-- start of Input records --

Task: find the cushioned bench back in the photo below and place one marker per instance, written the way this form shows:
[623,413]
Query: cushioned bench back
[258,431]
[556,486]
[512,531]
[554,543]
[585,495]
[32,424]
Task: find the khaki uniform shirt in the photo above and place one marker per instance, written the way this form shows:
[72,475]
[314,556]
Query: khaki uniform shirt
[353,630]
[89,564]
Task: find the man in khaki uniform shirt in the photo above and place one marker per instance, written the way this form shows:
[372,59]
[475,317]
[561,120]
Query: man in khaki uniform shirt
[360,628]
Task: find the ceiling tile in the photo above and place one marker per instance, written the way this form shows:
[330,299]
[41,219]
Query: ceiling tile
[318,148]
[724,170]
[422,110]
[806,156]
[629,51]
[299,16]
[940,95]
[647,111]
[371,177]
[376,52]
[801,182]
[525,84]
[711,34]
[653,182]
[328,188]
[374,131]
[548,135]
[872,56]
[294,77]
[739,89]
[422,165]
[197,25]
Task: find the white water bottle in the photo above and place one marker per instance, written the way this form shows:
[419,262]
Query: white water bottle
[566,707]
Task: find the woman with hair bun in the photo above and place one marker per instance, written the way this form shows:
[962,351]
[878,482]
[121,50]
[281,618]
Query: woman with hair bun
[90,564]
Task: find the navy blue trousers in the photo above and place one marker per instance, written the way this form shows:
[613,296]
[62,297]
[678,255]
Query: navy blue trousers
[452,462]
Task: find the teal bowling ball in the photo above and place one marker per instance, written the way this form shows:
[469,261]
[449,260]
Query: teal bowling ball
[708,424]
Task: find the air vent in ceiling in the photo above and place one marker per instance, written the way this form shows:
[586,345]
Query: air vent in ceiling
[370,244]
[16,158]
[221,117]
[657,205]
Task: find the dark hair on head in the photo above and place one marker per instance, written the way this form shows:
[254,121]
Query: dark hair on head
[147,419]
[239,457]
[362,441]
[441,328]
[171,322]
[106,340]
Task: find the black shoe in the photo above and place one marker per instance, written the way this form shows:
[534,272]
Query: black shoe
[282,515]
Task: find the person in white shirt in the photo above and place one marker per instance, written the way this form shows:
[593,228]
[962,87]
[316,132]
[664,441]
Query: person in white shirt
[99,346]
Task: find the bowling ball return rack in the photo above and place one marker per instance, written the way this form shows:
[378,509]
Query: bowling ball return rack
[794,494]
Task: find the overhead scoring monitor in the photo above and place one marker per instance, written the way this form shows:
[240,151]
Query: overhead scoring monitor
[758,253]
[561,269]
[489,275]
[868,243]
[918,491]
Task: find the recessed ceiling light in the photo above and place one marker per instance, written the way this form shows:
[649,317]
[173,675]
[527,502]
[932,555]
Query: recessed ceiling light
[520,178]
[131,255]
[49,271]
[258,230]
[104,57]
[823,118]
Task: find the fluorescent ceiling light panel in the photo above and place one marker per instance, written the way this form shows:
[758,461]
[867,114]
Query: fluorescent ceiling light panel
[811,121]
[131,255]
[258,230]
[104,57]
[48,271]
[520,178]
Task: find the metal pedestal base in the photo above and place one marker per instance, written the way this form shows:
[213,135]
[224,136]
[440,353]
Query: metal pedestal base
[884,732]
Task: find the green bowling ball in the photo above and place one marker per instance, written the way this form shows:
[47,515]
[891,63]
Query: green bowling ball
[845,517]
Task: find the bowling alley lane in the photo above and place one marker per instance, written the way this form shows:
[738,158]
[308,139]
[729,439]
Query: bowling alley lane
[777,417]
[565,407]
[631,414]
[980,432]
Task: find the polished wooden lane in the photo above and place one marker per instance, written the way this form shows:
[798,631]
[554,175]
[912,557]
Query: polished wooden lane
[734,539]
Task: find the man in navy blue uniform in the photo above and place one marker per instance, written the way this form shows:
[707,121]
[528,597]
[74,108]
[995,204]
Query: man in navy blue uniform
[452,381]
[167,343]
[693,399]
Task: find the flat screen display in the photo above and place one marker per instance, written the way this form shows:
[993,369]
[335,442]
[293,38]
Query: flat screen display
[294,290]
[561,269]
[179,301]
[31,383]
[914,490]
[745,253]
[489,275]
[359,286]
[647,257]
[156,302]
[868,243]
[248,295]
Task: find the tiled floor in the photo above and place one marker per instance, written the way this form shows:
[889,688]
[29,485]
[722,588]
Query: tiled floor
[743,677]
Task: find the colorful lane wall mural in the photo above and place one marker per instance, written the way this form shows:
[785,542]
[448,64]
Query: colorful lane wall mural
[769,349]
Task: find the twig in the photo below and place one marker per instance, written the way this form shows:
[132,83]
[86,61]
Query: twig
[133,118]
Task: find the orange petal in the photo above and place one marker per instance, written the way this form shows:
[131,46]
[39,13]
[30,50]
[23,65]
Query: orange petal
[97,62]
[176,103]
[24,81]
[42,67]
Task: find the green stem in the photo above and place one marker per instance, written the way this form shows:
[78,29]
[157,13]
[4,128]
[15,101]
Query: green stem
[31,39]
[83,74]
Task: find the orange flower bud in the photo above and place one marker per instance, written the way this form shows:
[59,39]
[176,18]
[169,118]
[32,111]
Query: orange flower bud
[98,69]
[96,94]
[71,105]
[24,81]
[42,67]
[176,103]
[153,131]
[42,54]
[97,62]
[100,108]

-- end of Input records --

**Requirement:**
Return every line of the material exactly.

**Answer to the exercise:**
Task: find the cushioned bench back in the photo below and place one marker per instance, written the way this form shows:
[623,413]
Query: cushioned bench back
[258,431]
[556,486]
[512,531]
[554,543]
[585,495]
[32,424]
Task: find the khaki uniform shirt in the photo above and place one marker per instance, written the way this form shows:
[72,475]
[314,556]
Query: khaki uniform shirt
[353,630]
[89,564]
Task: find the man in khaki uniform shirt in the photo above and place one marker per instance, written the way this form shows:
[372,59]
[475,317]
[561,120]
Query: man in khaki uniform shirt
[360,628]
Task: find the ceiling tile in the photo above and place one marker per instance, written the way this form shows:
[330,299]
[41,219]
Query: ceiling tile
[318,148]
[724,170]
[422,110]
[806,156]
[629,51]
[299,16]
[940,95]
[647,111]
[371,177]
[376,52]
[801,182]
[525,84]
[711,34]
[653,182]
[328,188]
[374,131]
[548,135]
[872,56]
[294,77]
[739,89]
[422,165]
[197,25]
Task: find the white water bottle in the photo above and place one marker per instance, written the way this form shows:
[419,262]
Query: white water bottle
[566,707]
Task: find the woman with hair bun in the photo above and place one marker per instance, written the way this form shows:
[962,351]
[878,482]
[121,50]
[281,618]
Query: woman with hair bun
[90,564]
Task: find the navy blue trousers in the photo above and place one marker per instance, written the way this form shows:
[613,296]
[62,297]
[678,255]
Query: navy blue trousers
[452,462]
Task: find the teal bowling ball in the photo above and place one marker per instance, written the way this form shows:
[469,261]
[449,260]
Query: teal bowling ball
[708,424]
Task: find the air vent in ceiling in the photo above and place one marker per instance, written the way this form shows:
[586,345]
Query: air vent in ceiling
[370,244]
[16,158]
[221,117]
[657,205]
Task: find the dark hair on head in the photo above and place one marker per instance, written the way this form shows:
[254,121]
Query: dark hair on head
[147,419]
[239,457]
[362,441]
[441,328]
[171,322]
[106,340]
Task: find the black shoe in the photo above and place one marker per instance, written the way this form shows:
[534,272]
Query: black shoe
[282,515]
Task: find the person in white shirt in the photo above and place one marker per instance, written the way this form shows:
[593,228]
[962,87]
[316,132]
[664,441]
Query: person in white shirt
[99,346]
Task: find the bowling ball return rack in the photo above and place one marker per instance, written the way this form shows:
[378,509]
Query: bowling ball return rack
[794,494]
Task: find the overhead scoring monitor in the photo above and place one marker per instance, written the way this form shows:
[240,151]
Query: overhead scoring monitor
[758,253]
[561,269]
[489,275]
[868,243]
[918,491]
Task: find the recessed ceiling light in the photo above and place one marker per instance, written the way this form shows:
[649,317]
[173,675]
[527,502]
[932,555]
Query: recessed ceiling light
[520,178]
[131,255]
[49,271]
[258,230]
[104,57]
[823,118]
Task: find the fluorescent ceiling light panel in the photo above and place one marker per instance, written the way this form shows:
[758,461]
[867,114]
Query: fluorescent ceiling light panel
[811,121]
[131,255]
[258,230]
[104,57]
[48,271]
[520,178]
Task: find the metal pedestal base in the photo above and place one marker per instance, written the way this form shows:
[213,135]
[224,136]
[440,353]
Query: metal pedestal base
[884,732]
Task: find the green bowling ball in the photo above and place one marker per instance, written the way this form shows:
[47,515]
[891,63]
Query: green bowling ball
[845,517]
Task: find the bowling alley lane in the photo above and place one marker per instance, written the way this form shows:
[738,158]
[308,139]
[729,439]
Query: bowling alley lane
[777,417]
[565,407]
[631,414]
[980,432]
Task: find the polished wooden lane in the photo above and place one marker per instance, written the way this form shows:
[798,631]
[554,175]
[912,557]
Query: polished wooden lane
[734,539]
Task: find the man in navy blue uniform in the photo above and place one marker per instance, written the way this form shows:
[707,121]
[528,597]
[74,108]
[995,204]
Query: man in navy blue uniform
[452,381]
[167,343]
[693,399]
Task: find the flat screen display in the photo above and place one marker per instance, written the way this form shows:
[993,369]
[335,442]
[293,38]
Query: flat screen display
[294,290]
[561,269]
[179,301]
[31,383]
[914,490]
[745,253]
[489,275]
[359,286]
[647,257]
[156,302]
[868,243]
[248,295]
Task: find the tiled floor in the photo above and place one marker per instance, written the way this form shows:
[889,688]
[29,485]
[722,588]
Query: tiled floor
[743,677]
Task: find the colorful lane wall mural in the photo above and place one marker per instance, written the way this form shows:
[785,542]
[448,64]
Query: colorful lane wall mural
[769,349]
Task: find the twig in the photo below and place one marker per instance, written the way this form shows:
[132,83]
[86,61]
Query: twig
[133,118]
Task: find the orange petal in the photo above and place one marker per instance, written the way this form shows:
[131,46]
[39,13]
[30,50]
[23,65]
Query: orange petal
[97,62]
[176,103]
[24,81]
[42,67]
Task: find the green stem in the photo above and place one marker per instance, written the way this form shows:
[78,29]
[157,13]
[4,128]
[15,101]
Query: green stem
[31,39]
[83,74]
Task: find the orange flower bud in the photo above and place one marker per instance, written the way this form shows:
[59,39]
[176,18]
[169,118]
[32,111]
Query: orange flower bud
[98,69]
[96,94]
[71,105]
[24,81]
[42,67]
[176,103]
[153,131]
[42,54]
[97,62]
[100,108]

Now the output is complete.